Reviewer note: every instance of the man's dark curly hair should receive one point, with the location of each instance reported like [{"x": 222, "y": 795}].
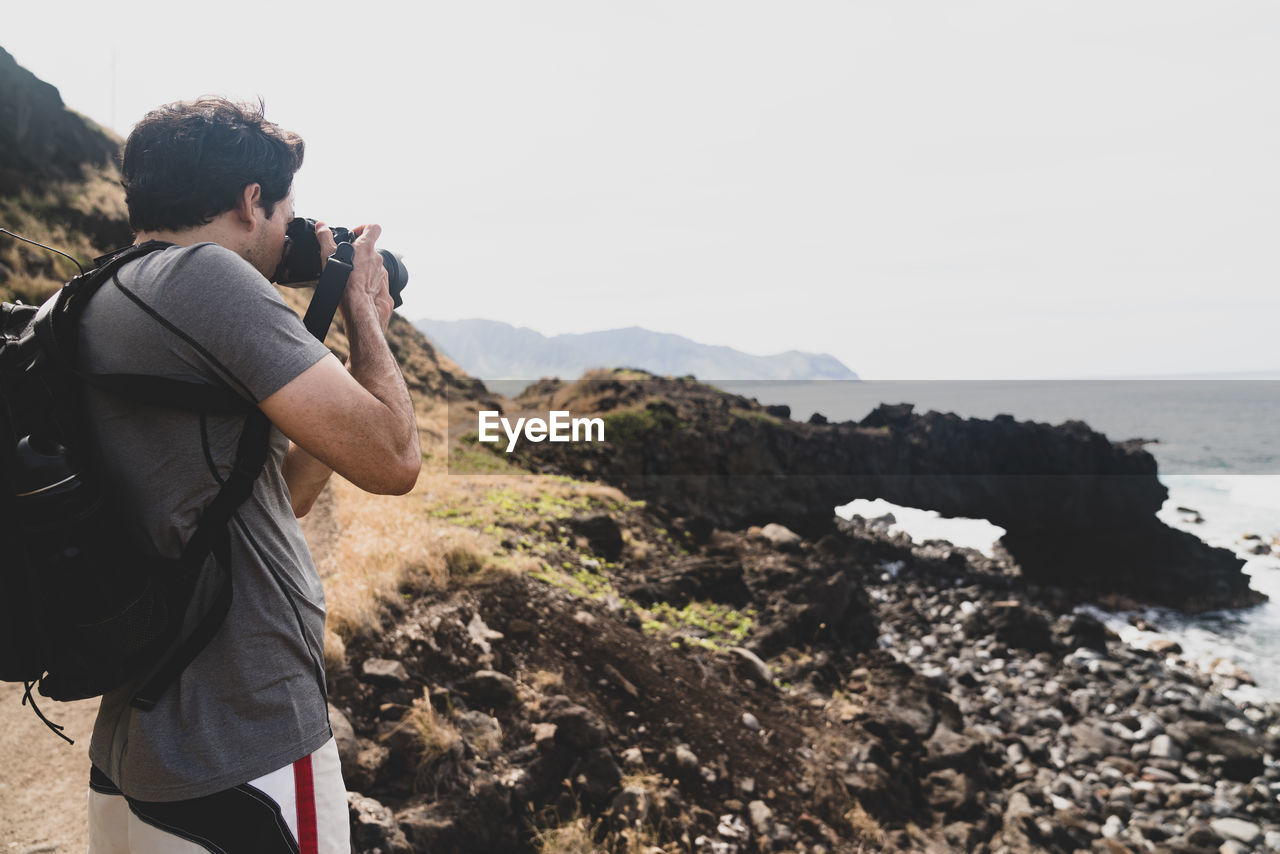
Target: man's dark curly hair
[{"x": 187, "y": 161}]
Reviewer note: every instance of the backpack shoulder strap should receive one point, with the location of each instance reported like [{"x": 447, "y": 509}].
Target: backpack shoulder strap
[{"x": 56, "y": 323}]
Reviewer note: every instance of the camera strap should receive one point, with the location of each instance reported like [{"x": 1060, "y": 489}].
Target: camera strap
[{"x": 333, "y": 282}]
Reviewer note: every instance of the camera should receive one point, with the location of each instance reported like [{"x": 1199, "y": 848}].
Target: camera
[{"x": 301, "y": 261}]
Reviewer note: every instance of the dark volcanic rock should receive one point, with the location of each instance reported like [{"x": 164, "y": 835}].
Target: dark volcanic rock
[
  {"x": 1079, "y": 511},
  {"x": 40, "y": 138}
]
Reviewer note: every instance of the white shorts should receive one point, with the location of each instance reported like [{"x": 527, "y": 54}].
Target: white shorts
[{"x": 297, "y": 809}]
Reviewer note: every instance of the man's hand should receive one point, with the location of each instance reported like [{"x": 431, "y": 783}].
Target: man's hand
[
  {"x": 368, "y": 281},
  {"x": 357, "y": 421}
]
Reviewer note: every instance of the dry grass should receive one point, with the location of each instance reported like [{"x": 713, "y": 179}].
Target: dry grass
[{"x": 577, "y": 836}]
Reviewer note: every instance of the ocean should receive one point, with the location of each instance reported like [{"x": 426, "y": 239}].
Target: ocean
[{"x": 1217, "y": 451}]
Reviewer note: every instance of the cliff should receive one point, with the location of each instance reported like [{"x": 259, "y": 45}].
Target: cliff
[{"x": 1079, "y": 511}]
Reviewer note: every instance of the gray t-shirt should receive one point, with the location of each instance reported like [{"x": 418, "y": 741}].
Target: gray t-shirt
[{"x": 252, "y": 700}]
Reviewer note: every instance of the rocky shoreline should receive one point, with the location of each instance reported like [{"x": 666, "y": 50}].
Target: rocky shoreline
[{"x": 885, "y": 695}]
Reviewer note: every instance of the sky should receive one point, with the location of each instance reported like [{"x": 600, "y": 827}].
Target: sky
[{"x": 924, "y": 190}]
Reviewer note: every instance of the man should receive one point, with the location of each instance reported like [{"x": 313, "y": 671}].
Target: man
[{"x": 237, "y": 754}]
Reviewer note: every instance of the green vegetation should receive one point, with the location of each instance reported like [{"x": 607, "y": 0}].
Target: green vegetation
[{"x": 718, "y": 625}]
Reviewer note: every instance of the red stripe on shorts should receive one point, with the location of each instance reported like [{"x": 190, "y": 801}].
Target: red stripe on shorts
[{"x": 305, "y": 797}]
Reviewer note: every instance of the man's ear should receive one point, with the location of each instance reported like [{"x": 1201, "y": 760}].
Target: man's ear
[{"x": 248, "y": 201}]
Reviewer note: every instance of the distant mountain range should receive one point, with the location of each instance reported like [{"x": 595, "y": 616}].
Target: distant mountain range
[{"x": 493, "y": 350}]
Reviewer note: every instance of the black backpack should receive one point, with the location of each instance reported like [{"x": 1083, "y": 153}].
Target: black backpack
[{"x": 83, "y": 608}]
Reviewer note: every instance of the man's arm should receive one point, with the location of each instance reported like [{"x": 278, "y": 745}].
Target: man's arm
[{"x": 356, "y": 420}]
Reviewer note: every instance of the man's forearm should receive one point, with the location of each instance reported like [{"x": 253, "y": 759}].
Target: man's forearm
[
  {"x": 305, "y": 476},
  {"x": 373, "y": 365}
]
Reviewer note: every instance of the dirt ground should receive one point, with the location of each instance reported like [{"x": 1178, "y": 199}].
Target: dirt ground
[{"x": 44, "y": 781}]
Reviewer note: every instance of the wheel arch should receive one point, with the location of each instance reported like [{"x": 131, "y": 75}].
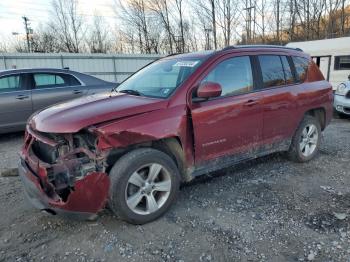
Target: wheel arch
[
  {"x": 319, "y": 114},
  {"x": 171, "y": 146}
]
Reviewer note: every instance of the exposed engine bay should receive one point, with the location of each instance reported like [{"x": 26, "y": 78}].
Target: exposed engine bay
[{"x": 70, "y": 158}]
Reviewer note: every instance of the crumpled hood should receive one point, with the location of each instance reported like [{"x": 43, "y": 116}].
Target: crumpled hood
[{"x": 72, "y": 116}]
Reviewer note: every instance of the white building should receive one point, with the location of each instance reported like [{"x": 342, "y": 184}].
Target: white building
[{"x": 331, "y": 55}]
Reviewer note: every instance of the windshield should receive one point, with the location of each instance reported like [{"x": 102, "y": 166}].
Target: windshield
[{"x": 160, "y": 78}]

= What to do =
Please rewrite all of the lines above as a numbered list, omitting blank lines and leaving out the pictures.

= Final result =
1. Reviewer note: every instance of the man's dark curly hair should receive one point, with the location of each instance reported like [{"x": 222, "y": 795}].
2. Target: man's dark curly hair
3. [{"x": 187, "y": 161}]
4. Reviewer note: every instance of the backpack shoulder strap should receive one point, with the location of each instance reported like [{"x": 447, "y": 509}].
5. Target: backpack shoulder strap
6. [{"x": 56, "y": 323}]
7. Reviewer note: every instance of the camera strap should receive one point, with the location of each instance reported like [{"x": 1060, "y": 489}].
8. Target: camera strap
9. [{"x": 333, "y": 282}]
10. Reviewer note: every instance of the camera should receive one point, with the location of each instance reported like [{"x": 1199, "y": 848}].
11. Target: camera
12. [{"x": 301, "y": 261}]
13. Reviewer note: every instance of the dark volcanic rock should receive one point, with the location of each instance reported like [{"x": 164, "y": 835}].
14. Target: dark volcanic rock
15. [
16.   {"x": 1079, "y": 511},
17.   {"x": 40, "y": 138}
18. ]
19. Reviewer note: every instance of the white shorts should receive one point, with the location of each instance reported like [{"x": 527, "y": 54}].
20. Target: white shorts
21. [{"x": 297, "y": 809}]
22. Reviewer note: every instance of the man's hand should receive one point, with the location of each instance reported like [{"x": 431, "y": 783}].
23. Target: man's hand
24. [
25.   {"x": 368, "y": 281},
26.   {"x": 357, "y": 421}
27. ]
28. Reviewer note: every instance of the dry grass should receive one point, with the location of each instance reported like [{"x": 713, "y": 179}].
29. Target: dry grass
30. [{"x": 577, "y": 836}]
31. Reviewer note: every instance of the ocean should receive one point, with the location of each instance reported like [{"x": 426, "y": 239}].
32. Target: ocean
33. [{"x": 1217, "y": 451}]
34. Reviewer note: every instance of the cliff should receive one point, with the location of each instance reported like [{"x": 259, "y": 45}].
35. Target: cliff
36. [{"x": 1079, "y": 511}]
37. Reviewer note: every instance of the gray t-shirt should receive one point, with the location of each instance reported like [{"x": 418, "y": 741}].
38. Target: gray t-shirt
39. [{"x": 252, "y": 700}]
40. Reviewer note: every instance of the rocky shoreline should receive one point, with the location of each instance reported like [{"x": 666, "y": 50}].
41. Target: rocky shoreline
42. [{"x": 885, "y": 695}]
43. Reviewer note: every instance of the sky should receive one point, with the location of each instance reported like [{"x": 600, "y": 827}].
44. Target: sky
45. [{"x": 924, "y": 190}]
46. Reviewer note: every instance of the man should receive one point, with the location of each instance reported like [{"x": 313, "y": 671}].
47. Target: man
48. [{"x": 237, "y": 754}]
49. Reviewer note: every instance of the green vegetation should receive one point, with the location of each instance reported like [{"x": 607, "y": 0}].
50. Target: green vegetation
51. [{"x": 718, "y": 625}]
52. Reviewer note: every instance of the red stripe on shorts should receive one point, with the location of each instance reported like [{"x": 190, "y": 801}].
53. Target: red stripe on shorts
54. [{"x": 305, "y": 797}]
55. Reviewer note: every instance of the man's ear should receive one point, with the location of each instance reported like [{"x": 1201, "y": 760}].
56. Target: man's ear
57. [{"x": 248, "y": 201}]
58. Reviewer note: every instance of the distant mountain range should receive one point, with the location of each instance reported like [{"x": 595, "y": 616}].
59. Target: distant mountain range
60. [{"x": 493, "y": 350}]
61. Reviewer note: every instance of the black backpack should receive one point, with the location of each instance reported like [{"x": 1083, "y": 153}].
62. Target: black backpack
63. [{"x": 83, "y": 608}]
64. Reviewer note: every instance of the man's arm should receive one point, with the location of each instance reported like [{"x": 278, "y": 745}].
65. Target: man's arm
66. [{"x": 356, "y": 420}]
67. Reviewer note: every instance of the man's forearm should receive one point, with the location of each instance reported like [{"x": 253, "y": 759}].
68. Target: man's forearm
69. [
70.   {"x": 305, "y": 476},
71.   {"x": 373, "y": 365}
72. ]
73. Reviewer note: every instance of the dirt ground should receive one point, with the location of each instance reported like [{"x": 1178, "y": 199}].
74. Target: dirt ground
75. [{"x": 44, "y": 781}]
76. Reviewer note: every instance of the wheel arch should receive one point, with the location of each instance reported like [{"x": 131, "y": 75}].
77. Target: wheel arch
78. [
79.   {"x": 319, "y": 114},
80.   {"x": 171, "y": 146}
81. ]
82. Reviewer note: every instance of the exposed engine bay should receive one point, with the location of each instance reported like [{"x": 26, "y": 78}].
83. Target: exposed engine bay
84. [{"x": 70, "y": 158}]
85. Reviewer note: every instance of the crumpled hood should receive one point, with the location of each instance reported like [{"x": 43, "y": 116}].
86. Target: crumpled hood
87. [{"x": 72, "y": 116}]
88. Reviewer note: every instance of the white building should receive one point, with the location of each instance reported like [{"x": 342, "y": 184}].
89. Target: white building
90. [{"x": 331, "y": 55}]
91. Reviewer note: every instance of the windshield should receive one point, with the location of each instance reported like [{"x": 102, "y": 166}].
92. Target: windshield
93. [{"x": 160, "y": 78}]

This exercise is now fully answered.